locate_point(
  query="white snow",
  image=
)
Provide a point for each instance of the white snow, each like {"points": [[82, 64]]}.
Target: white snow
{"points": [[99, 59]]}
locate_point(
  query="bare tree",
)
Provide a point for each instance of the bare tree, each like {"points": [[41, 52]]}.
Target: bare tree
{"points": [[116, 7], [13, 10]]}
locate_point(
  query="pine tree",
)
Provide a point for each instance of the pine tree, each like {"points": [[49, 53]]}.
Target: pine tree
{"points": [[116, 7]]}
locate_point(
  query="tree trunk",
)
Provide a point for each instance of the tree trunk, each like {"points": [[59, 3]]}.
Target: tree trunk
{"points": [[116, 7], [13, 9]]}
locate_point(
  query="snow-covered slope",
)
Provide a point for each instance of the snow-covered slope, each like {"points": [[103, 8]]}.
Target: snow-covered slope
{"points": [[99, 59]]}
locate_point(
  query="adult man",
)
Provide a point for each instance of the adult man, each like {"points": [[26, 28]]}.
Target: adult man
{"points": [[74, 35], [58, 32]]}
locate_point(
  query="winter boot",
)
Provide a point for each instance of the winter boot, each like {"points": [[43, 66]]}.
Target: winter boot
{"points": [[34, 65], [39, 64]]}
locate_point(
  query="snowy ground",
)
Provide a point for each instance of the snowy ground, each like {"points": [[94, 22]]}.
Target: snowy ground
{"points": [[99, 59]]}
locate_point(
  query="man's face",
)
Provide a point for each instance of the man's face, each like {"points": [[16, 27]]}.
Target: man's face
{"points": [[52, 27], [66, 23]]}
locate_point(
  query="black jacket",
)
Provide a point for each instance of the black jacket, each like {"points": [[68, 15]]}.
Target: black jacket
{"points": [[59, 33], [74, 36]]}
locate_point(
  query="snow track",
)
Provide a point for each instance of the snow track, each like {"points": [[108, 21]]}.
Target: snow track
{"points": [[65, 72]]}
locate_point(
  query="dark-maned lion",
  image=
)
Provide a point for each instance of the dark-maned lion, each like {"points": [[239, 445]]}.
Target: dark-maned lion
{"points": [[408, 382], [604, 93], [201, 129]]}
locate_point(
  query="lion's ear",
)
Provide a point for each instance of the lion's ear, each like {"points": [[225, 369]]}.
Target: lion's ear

◆ ◆ ◆ ◆ ◆

= TASK DETAILS =
Above are some records; repeat all of them exactly.

= RESULT OF THE TASK =
locate_point(
  query="white snow",
  image=
)
Provide a point for each instance of the white snow, each like {"points": [[82, 64]]}.
Target: white snow
{"points": [[99, 59]]}
locate_point(
  query="bare tree",
)
Provide a point for each instance of the bare tree, each like {"points": [[41, 52]]}.
Target: bare tree
{"points": [[116, 7], [13, 10]]}
locate_point(
  query="pine tree",
)
Provide a point for each instance of the pine tree, each like {"points": [[49, 53]]}.
Target: pine tree
{"points": [[116, 7]]}
locate_point(
  query="tree trunk",
)
Provide a point for each instance of the tree trunk, each like {"points": [[59, 3]]}.
Target: tree trunk
{"points": [[116, 7], [13, 9]]}
locate_point(
  query="snow-covered slope",
)
Provide a point for each instance of the snow-covered slope, each like {"points": [[103, 8]]}.
Target: snow-covered slope
{"points": [[99, 59]]}
locate_point(
  query="adult man",
)
Provide a point for each instance of the adult man, each like {"points": [[26, 28]]}.
Target: adult man
{"points": [[74, 35], [58, 32]]}
locate_point(
  query="winter boot",
)
Provide a point for each instance of the winter boot, each like {"points": [[43, 66]]}.
Target: winter boot
{"points": [[34, 65], [39, 64]]}
locate_point(
  query="snowy ground",
)
Provide a point for each instance of the snowy ground, each like {"points": [[94, 22]]}.
Target: snowy ground
{"points": [[99, 59]]}
locate_point(
  query="man's face",
)
Provide a point for each instance of the man's face, each like {"points": [[16, 27]]}.
Target: man's face
{"points": [[52, 27], [66, 23]]}
locate_point(
  query="black jacket",
)
Provide a point for each instance of the black jacket, each like {"points": [[68, 15]]}.
Target: black jacket
{"points": [[59, 33], [74, 36]]}
locate_point(
  query="snow track",
)
Provide a point for each instance of the snow track, each like {"points": [[108, 21]]}.
Target: snow track
{"points": [[65, 72]]}
locate_point(
  query="dark-maned lion",
  image=
)
Provide a point for each instance of the dark-maned lion, each like {"points": [[239, 445]]}.
Target: dark-maned lion
{"points": [[408, 382], [604, 93], [201, 129]]}
locate_point(
  query="lion's ear",
)
Provide a point for each instance of the lion's ear, each like {"points": [[225, 369]]}.
Target: lion's ear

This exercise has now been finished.